*Records from a dataset*:
+++++

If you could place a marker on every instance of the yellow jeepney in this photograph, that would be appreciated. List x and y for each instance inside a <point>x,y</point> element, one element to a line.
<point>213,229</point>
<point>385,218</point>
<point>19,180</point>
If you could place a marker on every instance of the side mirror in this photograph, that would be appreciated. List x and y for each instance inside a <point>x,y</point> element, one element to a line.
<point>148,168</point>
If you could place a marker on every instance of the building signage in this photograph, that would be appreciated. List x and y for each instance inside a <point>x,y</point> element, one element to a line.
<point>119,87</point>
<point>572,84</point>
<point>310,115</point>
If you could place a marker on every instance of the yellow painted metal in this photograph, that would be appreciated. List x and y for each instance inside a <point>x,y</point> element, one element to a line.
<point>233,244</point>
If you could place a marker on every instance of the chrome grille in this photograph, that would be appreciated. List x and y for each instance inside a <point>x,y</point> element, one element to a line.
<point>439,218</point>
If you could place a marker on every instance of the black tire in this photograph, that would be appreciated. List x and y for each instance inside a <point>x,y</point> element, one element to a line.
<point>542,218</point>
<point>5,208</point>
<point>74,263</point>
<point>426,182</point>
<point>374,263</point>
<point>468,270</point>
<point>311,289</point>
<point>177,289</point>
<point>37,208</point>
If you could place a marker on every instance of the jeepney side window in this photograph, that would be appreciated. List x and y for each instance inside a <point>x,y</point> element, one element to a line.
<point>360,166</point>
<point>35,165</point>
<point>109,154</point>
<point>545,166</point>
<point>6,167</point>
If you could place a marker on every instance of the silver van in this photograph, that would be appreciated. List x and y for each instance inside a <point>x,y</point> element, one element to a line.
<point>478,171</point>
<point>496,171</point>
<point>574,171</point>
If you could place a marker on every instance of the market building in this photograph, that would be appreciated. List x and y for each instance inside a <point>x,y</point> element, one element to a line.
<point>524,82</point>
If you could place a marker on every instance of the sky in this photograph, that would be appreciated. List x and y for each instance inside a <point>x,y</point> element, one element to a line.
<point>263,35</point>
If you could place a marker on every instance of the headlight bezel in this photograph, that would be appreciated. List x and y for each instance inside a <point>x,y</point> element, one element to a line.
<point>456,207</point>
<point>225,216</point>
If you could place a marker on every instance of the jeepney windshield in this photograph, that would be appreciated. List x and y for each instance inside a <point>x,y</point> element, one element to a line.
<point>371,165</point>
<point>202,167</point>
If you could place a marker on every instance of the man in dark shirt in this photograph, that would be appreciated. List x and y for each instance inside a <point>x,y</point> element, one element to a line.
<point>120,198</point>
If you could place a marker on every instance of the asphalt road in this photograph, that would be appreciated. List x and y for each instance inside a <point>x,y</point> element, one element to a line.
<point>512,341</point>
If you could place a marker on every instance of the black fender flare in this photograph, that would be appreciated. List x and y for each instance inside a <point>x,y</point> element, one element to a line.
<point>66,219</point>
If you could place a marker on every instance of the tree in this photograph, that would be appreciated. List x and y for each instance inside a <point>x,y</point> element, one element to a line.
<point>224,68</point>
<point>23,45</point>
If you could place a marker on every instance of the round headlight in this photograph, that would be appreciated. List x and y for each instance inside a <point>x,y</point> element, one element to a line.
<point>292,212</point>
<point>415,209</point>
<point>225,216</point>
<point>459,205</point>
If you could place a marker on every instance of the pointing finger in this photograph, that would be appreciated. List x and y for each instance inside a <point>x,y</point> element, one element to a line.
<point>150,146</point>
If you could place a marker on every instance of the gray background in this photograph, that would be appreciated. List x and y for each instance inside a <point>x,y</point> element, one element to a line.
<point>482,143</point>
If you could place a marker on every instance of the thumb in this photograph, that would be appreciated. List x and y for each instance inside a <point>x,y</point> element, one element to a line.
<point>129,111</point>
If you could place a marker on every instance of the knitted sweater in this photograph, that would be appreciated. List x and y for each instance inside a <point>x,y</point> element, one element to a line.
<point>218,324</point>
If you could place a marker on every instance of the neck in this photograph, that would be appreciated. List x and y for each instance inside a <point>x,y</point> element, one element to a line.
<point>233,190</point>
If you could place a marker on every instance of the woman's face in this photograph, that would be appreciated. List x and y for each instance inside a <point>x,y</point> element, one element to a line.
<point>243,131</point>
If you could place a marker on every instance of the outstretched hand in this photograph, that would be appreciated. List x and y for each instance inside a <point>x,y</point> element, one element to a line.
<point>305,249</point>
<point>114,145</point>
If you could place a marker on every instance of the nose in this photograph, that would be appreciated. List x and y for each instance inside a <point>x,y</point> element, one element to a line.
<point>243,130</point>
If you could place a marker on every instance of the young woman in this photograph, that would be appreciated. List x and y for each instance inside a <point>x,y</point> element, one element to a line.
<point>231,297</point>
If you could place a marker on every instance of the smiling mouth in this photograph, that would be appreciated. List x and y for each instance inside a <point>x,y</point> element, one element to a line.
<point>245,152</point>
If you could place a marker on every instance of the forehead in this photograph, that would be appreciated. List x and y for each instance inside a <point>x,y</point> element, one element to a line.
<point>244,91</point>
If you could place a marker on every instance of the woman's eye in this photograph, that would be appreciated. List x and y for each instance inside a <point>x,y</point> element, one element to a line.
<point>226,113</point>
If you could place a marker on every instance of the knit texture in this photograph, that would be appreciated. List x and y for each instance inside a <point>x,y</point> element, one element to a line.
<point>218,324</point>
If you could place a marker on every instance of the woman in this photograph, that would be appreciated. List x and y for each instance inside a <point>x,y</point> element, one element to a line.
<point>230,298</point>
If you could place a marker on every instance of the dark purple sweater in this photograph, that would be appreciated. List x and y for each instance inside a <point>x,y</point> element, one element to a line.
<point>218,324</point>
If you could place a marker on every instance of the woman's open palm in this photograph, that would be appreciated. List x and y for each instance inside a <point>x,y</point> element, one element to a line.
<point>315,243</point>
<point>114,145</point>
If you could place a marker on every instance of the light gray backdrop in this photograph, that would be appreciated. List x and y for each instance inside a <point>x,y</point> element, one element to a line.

+++++

*Do this*: Write out the lines above word for word, starting with the line that contains "of the nose" and ending with the line that contains "<point>243,130</point>", both included.

*Solution*:
If you could place a marker on every instance of the nose in this photograph, that would be appreciated. List x and y for each instance inside a <point>x,y</point> element, one element to a line.
<point>243,130</point>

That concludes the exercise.